■ What is required ■
Output the records that follow, with every character intact.

Data supplied Block Start

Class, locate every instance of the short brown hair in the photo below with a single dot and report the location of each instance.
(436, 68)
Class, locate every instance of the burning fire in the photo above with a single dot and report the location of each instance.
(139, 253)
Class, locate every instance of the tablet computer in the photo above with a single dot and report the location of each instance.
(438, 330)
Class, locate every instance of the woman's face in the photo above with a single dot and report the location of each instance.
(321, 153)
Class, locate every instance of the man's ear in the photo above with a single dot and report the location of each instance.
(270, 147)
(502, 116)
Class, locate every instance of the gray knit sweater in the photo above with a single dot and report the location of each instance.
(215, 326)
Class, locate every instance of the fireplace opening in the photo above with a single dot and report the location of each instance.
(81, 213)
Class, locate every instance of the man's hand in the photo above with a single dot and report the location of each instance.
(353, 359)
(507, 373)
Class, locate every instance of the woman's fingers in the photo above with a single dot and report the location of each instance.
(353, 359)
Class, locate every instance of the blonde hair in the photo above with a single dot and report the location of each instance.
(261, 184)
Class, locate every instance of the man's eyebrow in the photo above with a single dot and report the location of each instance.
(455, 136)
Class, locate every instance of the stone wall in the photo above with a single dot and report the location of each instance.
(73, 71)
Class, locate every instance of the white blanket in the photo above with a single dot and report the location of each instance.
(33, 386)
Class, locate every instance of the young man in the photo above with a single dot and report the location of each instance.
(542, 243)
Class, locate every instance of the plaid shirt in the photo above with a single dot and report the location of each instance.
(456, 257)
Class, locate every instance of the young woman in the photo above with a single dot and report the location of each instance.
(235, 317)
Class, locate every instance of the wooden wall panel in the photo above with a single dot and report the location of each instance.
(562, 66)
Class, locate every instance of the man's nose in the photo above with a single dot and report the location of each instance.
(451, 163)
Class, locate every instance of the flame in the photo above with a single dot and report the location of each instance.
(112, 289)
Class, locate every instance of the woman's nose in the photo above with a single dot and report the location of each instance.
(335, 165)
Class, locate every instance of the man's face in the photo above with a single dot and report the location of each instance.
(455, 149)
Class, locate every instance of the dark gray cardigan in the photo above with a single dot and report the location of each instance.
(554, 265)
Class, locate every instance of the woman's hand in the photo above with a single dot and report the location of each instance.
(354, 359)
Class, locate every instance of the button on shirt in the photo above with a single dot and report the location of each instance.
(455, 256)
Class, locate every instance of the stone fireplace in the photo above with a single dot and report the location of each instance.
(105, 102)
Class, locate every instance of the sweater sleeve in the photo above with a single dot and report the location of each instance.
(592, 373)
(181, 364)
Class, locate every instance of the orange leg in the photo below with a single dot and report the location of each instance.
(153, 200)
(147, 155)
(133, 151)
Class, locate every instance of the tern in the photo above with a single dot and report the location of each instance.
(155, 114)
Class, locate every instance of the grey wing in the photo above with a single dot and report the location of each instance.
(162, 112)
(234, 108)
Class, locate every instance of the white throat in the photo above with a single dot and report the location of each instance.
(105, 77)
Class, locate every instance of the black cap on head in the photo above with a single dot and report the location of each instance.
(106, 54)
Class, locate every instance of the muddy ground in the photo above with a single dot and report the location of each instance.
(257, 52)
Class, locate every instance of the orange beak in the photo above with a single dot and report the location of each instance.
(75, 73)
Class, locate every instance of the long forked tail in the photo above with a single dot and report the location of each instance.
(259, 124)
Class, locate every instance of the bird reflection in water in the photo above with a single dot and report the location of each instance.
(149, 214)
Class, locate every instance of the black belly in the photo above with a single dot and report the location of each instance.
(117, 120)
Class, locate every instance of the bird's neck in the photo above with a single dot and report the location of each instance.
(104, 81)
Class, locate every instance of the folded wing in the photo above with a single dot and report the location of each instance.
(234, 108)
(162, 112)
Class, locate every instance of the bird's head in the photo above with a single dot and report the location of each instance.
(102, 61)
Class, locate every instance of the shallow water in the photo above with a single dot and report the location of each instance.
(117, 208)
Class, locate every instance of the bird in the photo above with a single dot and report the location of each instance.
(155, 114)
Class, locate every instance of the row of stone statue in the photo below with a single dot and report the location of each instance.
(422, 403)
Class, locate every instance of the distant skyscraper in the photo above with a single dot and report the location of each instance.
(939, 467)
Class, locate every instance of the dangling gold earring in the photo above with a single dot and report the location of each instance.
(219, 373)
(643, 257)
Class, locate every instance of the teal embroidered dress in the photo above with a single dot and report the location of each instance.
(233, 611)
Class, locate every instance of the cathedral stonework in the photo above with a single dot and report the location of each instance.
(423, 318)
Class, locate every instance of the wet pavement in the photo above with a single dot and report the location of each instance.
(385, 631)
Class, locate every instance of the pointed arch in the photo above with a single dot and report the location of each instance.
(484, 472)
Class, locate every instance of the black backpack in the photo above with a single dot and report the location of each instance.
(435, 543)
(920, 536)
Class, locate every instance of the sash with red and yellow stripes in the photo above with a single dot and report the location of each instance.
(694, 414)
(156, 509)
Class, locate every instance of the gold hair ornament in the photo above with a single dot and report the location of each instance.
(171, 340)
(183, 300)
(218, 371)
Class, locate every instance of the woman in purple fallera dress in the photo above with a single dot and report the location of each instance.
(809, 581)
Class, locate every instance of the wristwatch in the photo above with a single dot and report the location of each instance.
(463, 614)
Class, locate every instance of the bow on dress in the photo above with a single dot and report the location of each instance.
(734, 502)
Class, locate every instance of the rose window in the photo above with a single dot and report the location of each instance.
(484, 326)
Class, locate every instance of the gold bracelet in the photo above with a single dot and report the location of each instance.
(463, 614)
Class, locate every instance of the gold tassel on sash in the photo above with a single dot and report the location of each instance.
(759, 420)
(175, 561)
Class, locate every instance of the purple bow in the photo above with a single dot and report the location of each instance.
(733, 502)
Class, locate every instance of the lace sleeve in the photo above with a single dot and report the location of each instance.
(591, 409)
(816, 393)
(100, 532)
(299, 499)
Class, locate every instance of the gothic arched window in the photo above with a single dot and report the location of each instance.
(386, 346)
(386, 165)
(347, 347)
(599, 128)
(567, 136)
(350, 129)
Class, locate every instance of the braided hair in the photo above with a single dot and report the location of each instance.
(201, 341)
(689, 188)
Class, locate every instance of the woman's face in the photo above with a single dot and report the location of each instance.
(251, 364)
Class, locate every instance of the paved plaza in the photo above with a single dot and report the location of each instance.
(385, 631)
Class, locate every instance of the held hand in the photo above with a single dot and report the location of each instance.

Data supplied Block End

■ Final answer ■
Class, locate every instance of the short brown hair in the photo below with a single dot and report the location of each instance.
(436, 68)
Class, locate every instance of the burning fire in the photo above with a single dot and report the location of each instance.
(139, 253)
Class, locate every instance of the tablet computer in the photo above with a single dot and report the location of each instance.
(438, 330)
Class, locate every instance of the woman's face in the photo above with a single dot and report the location of each instance.
(321, 153)
Class, locate every instance of the man's ear in the photo above with a single dot and report the location of each instance.
(270, 147)
(502, 116)
Class, locate every instance of the gray knit sweater in the photo above with a single dot and report the location of each instance.
(215, 326)
Class, locate every instance of the fireplace opening in the photo above with a single dot and report the location of each instance.
(81, 213)
Class, locate every instance of the man's hand in the photo above with a single dot and report the location of each instance.
(353, 359)
(507, 373)
Class, locate every instance of the woman's fingers in the photo above with a single dot and report the location of each instance.
(353, 359)
Class, locate every instance of the blonde hair in the photo above with a single dot and report the location of each instance.
(261, 184)
Class, locate every instance of the man's eyebrow in the photo above with a single dot and report the location of each instance.
(455, 136)
Class, locate every instance of the stone wall in the photo above with a single dot and report the location of each instance.
(73, 71)
Class, locate every instance of the white blanket in the photo above with a single dot and report the location of each instance.
(33, 386)
Class, locate every instance of the young man in the photo above with a single dot and report the location of each instance.
(542, 243)
Class, locate every instance of the plaid shirt in the photo above with a single dot and report the location of each instance.
(456, 257)
Class, locate every instance of the young woman in the photo above with a single dot and report the location of each instance.
(235, 317)
Class, locate every instance of the wooden wall panel in the photo above with a single dot and report the location of each instance.
(562, 66)
Class, locate every instance of the man's nose in the photo above with a single dot and report the location of each instance.
(451, 163)
Class, locate every instance of the flame in the photo above with a single dot and report the location of each instance.
(112, 289)
Class, locate every instance of the woman's nose in the photo above with a single dot and report the location of each instance.
(335, 165)
Class, locate every instance of the man's face in the photo above with a single dot and report the location of each instance.
(455, 149)
Class, locate every instance of the dark gray cardigan in the photo above with a single dot and report the location of each instance.
(554, 265)
Class, locate every instance of the woman's hand in the photo above with a single dot and report the location of each instance.
(354, 359)
Class, locate every instance of the button on shirt in the photo above with a single dot and report the location of each instance.
(455, 256)
Class, locate every instance of the stone fireplace in the photo above with a single dot and report the location of each instance.
(105, 102)
Class, locate every instance of the sweater sleeve in the photo above with a single dot and report the location of each instance.
(592, 373)
(181, 364)
Class, locate every instance of the orange leg in the photo below with a single dot and report the location of each instance.
(153, 200)
(147, 155)
(133, 151)
Class, locate every instance of the tern in the photo above with a single dot and report the location of each instance.
(155, 114)
Class, locate every instance of the grey wing in the photo above with a single dot and report the location of each instance.
(162, 112)
(234, 108)
Class, locate every instance of the white throat in the photo above with a single dot and report the location of each instance.
(105, 77)
Class, locate every instance of the black cap on head in the photo above with a single dot and report the location of each instance.
(106, 54)
Class, locate every instance of the muddy ground in the photo above with a single dot and report the location of each instance.
(257, 52)
Class, locate every instance of the orange beak in the photo above with a single dot and report the location of each instance.
(75, 73)
Class, locate every instance of the long forked tail in the photo above with a single dot and report the location of each instance.
(259, 124)
Class, locate every instance of the bird reflection in water in the photo above with a single dot and report the location of each instance.
(149, 214)
Class, locate every instance of the black belly in the photo above with a single dot and report the location of each instance.
(117, 120)
Class, locate every instance of the bird's neck in the photo above with a single dot and report the location of each instance.
(104, 81)
Class, locate every instance of the folded wing in the photo above with a single dot and report the location of each instance.
(234, 108)
(162, 112)
Class, locate every instance of the bird's head in the photo above with a single dot and report the location of each instance.
(102, 61)
Class, locate every instance of the shallow water in the photo above with a single dot and report the location of each instance.
(117, 208)
Class, locate every instance of the bird in the photo above with a single dot and report the location of each instance.
(155, 114)
Class, locate every instance of the row of stone statue in the photo below with a single dot and report the location of each instance.
(422, 403)
Class, locate every instance of the distant skyscraper in the photo above with a single dot and report the location of each instance.
(939, 467)
Class, locate every instance of the dangling gold earring in the photo above with a single dot and report the location of each instance.
(219, 373)
(643, 257)
Class, locate every instance of the teal embroidered dress in the photo above with a single dot and report the location of each instance.
(233, 611)
Class, locate every instance of the cathedral stonework in the photo above with a single dot and report the location of each instance.
(423, 318)
Class, locate every instance of the wet pavement in the photo above with a single dot and report the location of each instance.
(385, 631)
Class, locate every instance of the pointed arch in the photo above with a single dot and report the location of each instance.
(484, 472)
Class, locate every instance of the black backpack in the photo above with a single dot and report the location of each instance.
(435, 543)
(920, 536)
Class, locate every instance of the sash with red and yellow stripes in the photo above with a single dot and report the location of each instance.
(694, 414)
(156, 509)
Class, locate every instance of the gold hair ornament in the photo above with a single dot and report the location of each instance.
(171, 340)
(183, 300)
(218, 371)
Class, locate every instance of the woman in purple fallera dress in the photo above with a single dot and report the location of each instance.
(809, 581)
Class, locate every instance of the wristwatch in the photo above with a single dot and report the location of each instance.
(463, 614)
Class, locate every instance of the bow on dress in the photo above with a single dot and report the location of each instance.
(734, 502)
Class, locate every instance of the rose window in the photo above with a single dot and report the location of each instance.
(484, 326)
Class, locate every instance of the gold bracelet in the photo above with a single dot and report the location of each instance.
(463, 614)
Class, locate every instance of the gold tassel on sash in the photo above with a single dot and report the location of each instance.
(759, 420)
(175, 561)
Class, locate every instance of the purple bow in the photo above with a single dot and report the location of each instance.
(733, 502)
Class, locate every instance of the lace sleeve in the photo above with a single dot and report the location of each instance.
(591, 409)
(816, 393)
(100, 532)
(299, 499)
Class, locate every instance of the gothic arched window in the photo above with a single dot and report the location of each instance.
(386, 346)
(386, 165)
(347, 347)
(599, 128)
(567, 136)
(350, 129)
Class, locate every instance of the braided hair in the photo above with a single dot and report the location of each instance.
(201, 341)
(689, 188)
Class, locate every instance of the woman's face in the photo above with a single dot and report the location of each instance.
(251, 364)
Class, locate every instance of the paved plaza in the photo above with a single dot and report the location of each instance.
(385, 631)
Class, locate every instance of the held hand in the photo above with a single dot and report the location of each instance.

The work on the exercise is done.